EXERCISE: In the records below, take the part that opens with the line containing "Expected: for every instance of the blue sky" and runs through the end of the records, and switch each "photo" to "image" with everything else unchanged. Return only that part, without the pictures.

INPUT:
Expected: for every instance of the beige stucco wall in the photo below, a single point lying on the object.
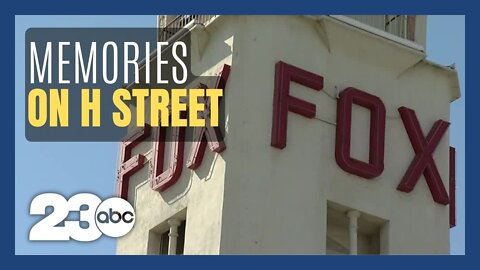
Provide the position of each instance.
(256, 199)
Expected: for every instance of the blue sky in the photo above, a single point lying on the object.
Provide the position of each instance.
(70, 168)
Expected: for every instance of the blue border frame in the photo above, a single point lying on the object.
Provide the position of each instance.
(238, 7)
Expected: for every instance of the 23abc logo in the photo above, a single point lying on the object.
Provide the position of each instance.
(114, 217)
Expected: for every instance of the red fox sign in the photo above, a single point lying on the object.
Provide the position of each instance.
(423, 145)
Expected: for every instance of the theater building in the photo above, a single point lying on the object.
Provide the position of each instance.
(335, 141)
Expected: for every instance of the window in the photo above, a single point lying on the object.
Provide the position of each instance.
(159, 237)
(369, 234)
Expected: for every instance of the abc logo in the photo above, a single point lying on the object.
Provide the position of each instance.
(115, 217)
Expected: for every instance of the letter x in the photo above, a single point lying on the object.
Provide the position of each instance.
(423, 161)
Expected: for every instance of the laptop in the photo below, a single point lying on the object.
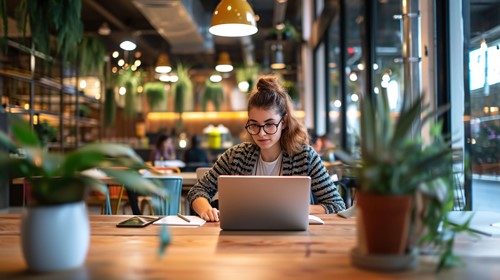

TASK SOLUTION:
Expected: for every instance of the blue sky in the image above, a single point lying on the object.
Provide the position of each instance.
(70, 168)
Expected: for every instance of the blue border frame in the image above, a single point lying on the object.
Provide the position of each instance.
(238, 7)
Expected: for every instance of the 23abc logo in the image above, a single point lying on the object.
Provide the position of each instance.
(114, 217)
Expected: for every instance of the red fox sign in the image above, a single point lying on the object.
Provide the position of each instance.
(423, 145)
Expected: for every instance of the theater building in the image above, a single point lying on the object.
Provide the position of each instance.
(335, 141)
Expected: for every instance of the window in the image above, a single point lying on the object.
Provide the position of each instance.
(159, 237)
(369, 234)
Expected: for every instance of the abc logo in the image above, a single point lying on the object.
Provide the position of each instance.
(115, 217)
Expected: for every instance of the letter x in the image above, a single point lying on the object.
Provide the position of each instance.
(423, 161)
Expected: for every instance of the laptop in the image below, a single point lying on the object.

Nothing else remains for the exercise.